* **TEXTE DE LA PAGE**:
^^^^^^^^^^^^^^^^
L’eau (partie 2/2)
Août 2019 • par Elisabeth SAUZE, archiviste paléographe
(Pour lire la première partie de cet article, cliquer ici)
Les multiples petits cours d’eau qui descendent des collines sont aujourd’hui communément désignés par les mots français ruisseau, torrent, ravin, vallon. Le provençal a d’abord utilisé le mot riu issu directement du latin rivus = ruisseau. Ce terme n’a survécu que sous la forme dérivée rièu ou riou, mais on le trouve dans la composition de deux noms :
– Refren (Grimaud, Rivum Frigidum en 1058, Riffren en 1401) = « ruisseau froid », ancien nom de la rivière aujourd’hui appelée de la Garde, resté attaché au quartier de la Garde-Freinet où se trouve sa source ;
– Reclarel (Grimaud, rivo de Clareto en 1058, Rieuclarel en 1445) = « ruisseau clair », ancien nom du ruisseau de l’Avelan.
Signalons encore que ce n’est pas le cours d’eau, mais sa rive (ancien provençal rebiera) que signale au Plan-de-la-Tour le toponyme la Rivière (la Ribière en 1566).
Le provençal rial/ riau, issu du bas-latin riale est le terme le plus usité jusqu’à la fin du Moyen-âge. Il n’est plus compris aujourd’hui, mais se rencontre abondamment en composition avec un adjectif :
– le Grand Rial (Ramatuelle, 1680), aujourd’hui le Gros Valat ;
– Rial Aigous (Grimaud, 1637) = « ruisseau qui a beaucoup d’eau » ;
– Rialgros (Grimaud, 1445).
Avec un déterminant :
– Real de Gassin (Gassin, Saint-Tropez, al Rial de Gassin en 1516) sert de limite entre les deux communes ;
– Real des Masques (Cavalaire, lo Rial de las Mascas en 1516) ;
– Rial d’Aubert (Ramatuelle, 1680) ;
– Rial de la Ville (Ramatuelle, Rivo Ville en 1447) ;
– Rial de Traille (La Garde-Freinet, 1588), rebaptisé ruisseau des Neuf-Riaux ;
– Riau de Jauffret (Ramatuelle, 1548).
Avec un nom de quartier, la liste longue de 32 noms n’a d’autre intérêt que d’attester l’usage prolongé du mot rial jusqu’au XVIIe s.
Au pluriel :
– Les Neuf-Riaux (La Garde-Freinet, 1613) a d’abord désigné une série de confluences rapprochées avant de s’étendre à l’ensemble du cours du torrent précédemment appelé Rial de Traille.
^^^^^^^^^^^^^^^^
* **DONNÉES BRUTES**:
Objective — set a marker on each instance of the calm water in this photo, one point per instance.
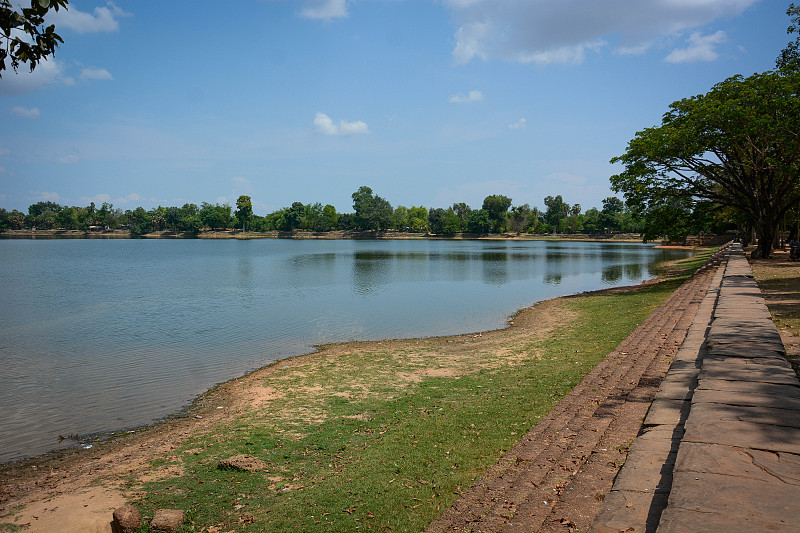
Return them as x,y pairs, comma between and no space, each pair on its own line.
101,335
^^^^^^^^^^^^^^^^
* **EXERCICE 1**: Recopiez le passage de l'article sur les noms de cours d'eau, depuis « Avec un déterminant » jusqu'à « Jauffret (Ramatuelle, 1548). » inclus.
* **EXERCICE 2**: Prolongez l'article sur les noms provençaux des cours d'eau en reprenant juste après sa dernière phrase.
Ce matériau n'intervient en rien dans ce travail.

* **RÉSULTAT ATTENDU 1**:
Avec un déterminant :
– Real de Gassin (Gassin, Saint-Tropez, al Rial de Gassin en 1516) sert de limite entre les deux communes ;
– Real des Masques (Cavalaire, lo Rial de las Mascas en 1516) ;
– Rial d’Aubert (Ramatuelle, 1680) ;
– Rial de la Ville (Ramatuelle, Rivo Ville en 1447) ;
– Rial de Traille (La Garde-Freinet, 1588), rebaptisé ruisseau des Neuf-Riaux ;
– Riau de Jauffret (Ramatuelle, 1548).

* **RÉSULTAT ATTENDU 2**:
Le diminutif rialet :
– le Rialet (Cogolin, Rialeto en 1433) ;
– le Rialet (Gassin, lo Rialet en 1516).
Le dérivé avec le suffixe augmentatif -alha :
– la Riallaye (Ramatuelle, la Riallalhe en 1548).
On ne trouve plus trace, dans le corpus local, de l’ancien provençal rai au sens de « jet ou filet d’eau ». En revanche, plusieurs de ses dérivés ont laissé des traces.
L’augmentatif raias = « gros ruisseau » :
– Rayas (La Môle, le Rayas du Chasteau en 1676) ;
– Rayas Bouissière (La Môle, 1808) ;
– le Regond du Raias (Plan-de-la-Tour, 1715).
Le diminutif raiet :
– le Rayet (La Garde-Freinet 1613).
Le diminutif raiol :
– le Raiol (La Garde-Freinet, 1613) ;
– le Rayol (Cogolin, 1641) ;
– le Rayol (Rayol-Canadel, 1756) ;
– le Rayol (Sainte-Maxime, 1665) ;
– Rayou (Cavalaire, 1516).
Le provençal rego = raie, rigole et son diminutif regoun, accompagnés d’un déterminant (nom de lieu ou nom de propriétaire) ont servi à dénommer un grand nombre de petits ruisseaux.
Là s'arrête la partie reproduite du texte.